The problem> Reproduce everything from the line containing "TARGET: the mazda mx-5 convertible" down to the last of these lines, replacing "instance" with "object" and leaving all other text unchanged.

════════════════════

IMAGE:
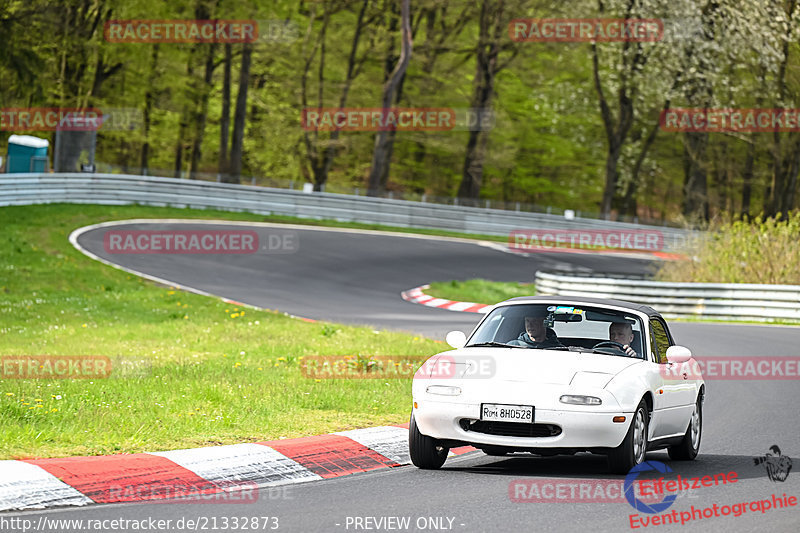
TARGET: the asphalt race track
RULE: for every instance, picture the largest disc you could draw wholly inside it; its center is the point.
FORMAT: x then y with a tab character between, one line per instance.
356	278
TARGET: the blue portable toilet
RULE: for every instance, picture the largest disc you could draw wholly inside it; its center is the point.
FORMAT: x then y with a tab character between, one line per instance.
26	154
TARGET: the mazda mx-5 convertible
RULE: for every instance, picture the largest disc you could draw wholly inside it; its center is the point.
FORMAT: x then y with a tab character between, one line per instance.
559	375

════════════════════

The response>
TARGET: the mazda mx-5 convertible
RULE: for every object, picture the largest disc you could draw wholly inside it; its center is the point.
FORMAT: x then y with a tab character between, one line per object.
559	375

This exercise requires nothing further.